Transcribe every line of the records verbatim.

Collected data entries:
---+---

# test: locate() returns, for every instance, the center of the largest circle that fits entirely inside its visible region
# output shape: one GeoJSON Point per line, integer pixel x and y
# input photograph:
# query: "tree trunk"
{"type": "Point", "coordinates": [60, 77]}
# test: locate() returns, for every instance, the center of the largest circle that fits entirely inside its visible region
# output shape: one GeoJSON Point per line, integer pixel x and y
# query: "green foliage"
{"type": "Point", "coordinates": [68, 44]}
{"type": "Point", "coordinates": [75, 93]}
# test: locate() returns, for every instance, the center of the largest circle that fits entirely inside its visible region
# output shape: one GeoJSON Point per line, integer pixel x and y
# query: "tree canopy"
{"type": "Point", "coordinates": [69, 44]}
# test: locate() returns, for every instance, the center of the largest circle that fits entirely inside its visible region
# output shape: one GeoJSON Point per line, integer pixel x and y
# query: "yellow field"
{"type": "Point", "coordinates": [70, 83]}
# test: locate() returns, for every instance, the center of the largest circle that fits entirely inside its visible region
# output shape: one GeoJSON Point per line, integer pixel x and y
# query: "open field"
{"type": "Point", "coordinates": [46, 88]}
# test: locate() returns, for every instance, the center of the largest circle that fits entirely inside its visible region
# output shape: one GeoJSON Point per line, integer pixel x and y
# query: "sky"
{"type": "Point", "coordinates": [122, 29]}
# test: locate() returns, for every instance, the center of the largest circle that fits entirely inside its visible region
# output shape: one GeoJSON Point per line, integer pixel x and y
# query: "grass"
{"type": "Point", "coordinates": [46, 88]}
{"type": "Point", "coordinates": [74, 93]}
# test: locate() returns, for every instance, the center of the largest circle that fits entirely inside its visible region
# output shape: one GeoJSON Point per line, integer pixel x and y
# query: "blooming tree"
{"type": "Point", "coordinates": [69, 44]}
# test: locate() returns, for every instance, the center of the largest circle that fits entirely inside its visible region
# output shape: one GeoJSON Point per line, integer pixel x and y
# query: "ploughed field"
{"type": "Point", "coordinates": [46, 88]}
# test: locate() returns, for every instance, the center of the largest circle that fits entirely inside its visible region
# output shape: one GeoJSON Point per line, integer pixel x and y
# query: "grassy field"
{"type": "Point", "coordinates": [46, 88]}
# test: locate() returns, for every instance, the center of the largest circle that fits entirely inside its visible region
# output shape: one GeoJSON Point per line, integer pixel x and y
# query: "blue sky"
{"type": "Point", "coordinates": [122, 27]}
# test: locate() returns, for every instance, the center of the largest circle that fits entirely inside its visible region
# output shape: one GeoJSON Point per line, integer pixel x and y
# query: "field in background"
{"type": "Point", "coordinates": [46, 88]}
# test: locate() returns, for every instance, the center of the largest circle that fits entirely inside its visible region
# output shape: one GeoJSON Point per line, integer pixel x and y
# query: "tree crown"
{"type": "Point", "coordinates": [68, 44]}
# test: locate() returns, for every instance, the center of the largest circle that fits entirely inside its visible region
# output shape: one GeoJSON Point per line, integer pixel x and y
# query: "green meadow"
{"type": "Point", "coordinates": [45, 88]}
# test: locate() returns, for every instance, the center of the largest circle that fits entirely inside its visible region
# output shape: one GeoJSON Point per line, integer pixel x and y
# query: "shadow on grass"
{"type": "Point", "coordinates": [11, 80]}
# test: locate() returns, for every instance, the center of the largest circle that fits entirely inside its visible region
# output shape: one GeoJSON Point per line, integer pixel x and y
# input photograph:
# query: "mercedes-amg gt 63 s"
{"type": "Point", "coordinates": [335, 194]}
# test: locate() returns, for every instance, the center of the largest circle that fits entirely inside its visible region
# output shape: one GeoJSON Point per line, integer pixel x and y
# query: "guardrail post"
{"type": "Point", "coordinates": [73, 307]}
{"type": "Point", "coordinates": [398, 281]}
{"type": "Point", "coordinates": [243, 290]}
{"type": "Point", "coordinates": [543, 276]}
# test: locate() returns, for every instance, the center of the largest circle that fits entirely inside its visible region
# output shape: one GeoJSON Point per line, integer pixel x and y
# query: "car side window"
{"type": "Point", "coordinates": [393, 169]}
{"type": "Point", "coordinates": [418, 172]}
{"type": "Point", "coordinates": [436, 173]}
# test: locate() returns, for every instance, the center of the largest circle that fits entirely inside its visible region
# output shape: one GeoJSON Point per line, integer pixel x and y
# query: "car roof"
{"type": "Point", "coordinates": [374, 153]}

---+---

Solution for this problem:
# test: locate() returns, for every instance, the center of the largest circle that fits entirely inside its visible region
# output shape: one GeoJSON Point per line, integer pixel x and y
# input photograph:
# query: "tree trunk"
{"type": "Point", "coordinates": [60, 77]}
# test: locate() returns, for every instance, the center of the largest circle that fits entirely inside its visible region
# output shape: one GeoJSON Point per line, integer pixel x and y
# query: "green foliage"
{"type": "Point", "coordinates": [68, 44]}
{"type": "Point", "coordinates": [75, 93]}
# test: locate() returns, for every instance, the center of the largest circle that fits entirely inside its visible region
# output shape: one GeoJSON Point per line, integer pixel x and y
# query: "tree canopy"
{"type": "Point", "coordinates": [69, 44]}
# test: locate() returns, for every instance, the center of the largest circle that fits entirely inside its visible region
# output shape: one GeoJSON Point per line, integer pixel x and y
# query: "yellow field"
{"type": "Point", "coordinates": [70, 83]}
# test: locate() returns, for every instance, the center of the largest circle that fits entirely inside its visible region
# output shape: one GeoJSON Point per line, integer pixel x and y
# query: "open field"
{"type": "Point", "coordinates": [46, 88]}
# test: locate() returns, for every instance, the center of the largest circle that fits entirely inside its visible region
# output shape: one GeoJSON Point per line, integer pixel x and y
# query: "sky"
{"type": "Point", "coordinates": [122, 29]}
# test: locate() returns, for every instance, the center of the largest circle that fits entirely inside its visible region
# output shape: one GeoJSON Point per line, integer pixel x and y
# query: "grass"
{"type": "Point", "coordinates": [46, 88]}
{"type": "Point", "coordinates": [74, 93]}
# test: locate() returns, for every instance, the center of the largest circle that fits entirely inside its visible region
# output shape: one GeoJSON Point per line, integer pixel x and y
# query: "blooming tree"
{"type": "Point", "coordinates": [69, 44]}
# test: locate() returns, for every instance, the center of the largest circle that fits entirely inside its visible region
# output shape: one GeoJSON Point per line, integer pixel x and y
# query: "ploughed field"
{"type": "Point", "coordinates": [46, 88]}
# test: locate() returns, for every instance, the center of the largest circle that fits entirely inside its visible region
# output shape: one GeoJSON Point per line, integer pixel x and y
# query: "grassy field"
{"type": "Point", "coordinates": [46, 88]}
# test: locate() returns, for every instance, the center of the largest circle that fits entirely inside its visible region
# output shape: one GeoJSON Point per line, integer pixel x and y
# query: "blue sky"
{"type": "Point", "coordinates": [122, 27]}
# test: locate() returns, for every instance, the center of the largest circle that fits entirely inside its visible region
# output shape: one GeoJSON Point per line, integer pixel x and y
# query: "field in background"
{"type": "Point", "coordinates": [46, 88]}
# test: locate() returns, for every instance, the center of the largest circle that fits entirely inside its visible region
# output shape: one GeoJSON Point per line, integer pixel x and y
# query: "tree crown"
{"type": "Point", "coordinates": [68, 44]}
# test: locate() returns, for every instance, the center of the largest circle that fits entirely inside its visible region
# output shape: one GeoJSON Point per line, integer pixel x and y
# query: "green meadow"
{"type": "Point", "coordinates": [45, 88]}
# test: locate() returns, for every instance, the center of the largest circle that fits entirely inside its visible region
# output shape: one GeoJSON Point per line, integer pixel x and y
# query: "shadow on grass"
{"type": "Point", "coordinates": [11, 80]}
# test: locate() returns, for every instance, the center of the largest circle that fits entirely inside its visible region
# output shape: one GeoJSON Point per line, integer pixel x and y
# input photograph:
# query: "mercedes-amg gt 63 s"
{"type": "Point", "coordinates": [335, 194]}
# test: locate() returns, for every instance, the center of the largest circle that fits entirely inside its visible region
# output shape: one GeoJSON Point per line, integer pixel x and y
# query: "guardrail post"
{"type": "Point", "coordinates": [73, 307]}
{"type": "Point", "coordinates": [398, 281]}
{"type": "Point", "coordinates": [243, 290]}
{"type": "Point", "coordinates": [543, 276]}
# test: locate() returns, for every instance, the center of the largest circle that fits entirely inside its visible region
# output shape: one GeoJSON Point per line, integer pixel x and y
# query: "car side window"
{"type": "Point", "coordinates": [393, 169]}
{"type": "Point", "coordinates": [418, 172]}
{"type": "Point", "coordinates": [436, 173]}
# test: locate() returns, for every instance, the center of the largest circle that fits entirely inside its visible region
# output shape: one GeoJSON Point per line, integer pixel x and y
# query: "car roof"
{"type": "Point", "coordinates": [374, 153]}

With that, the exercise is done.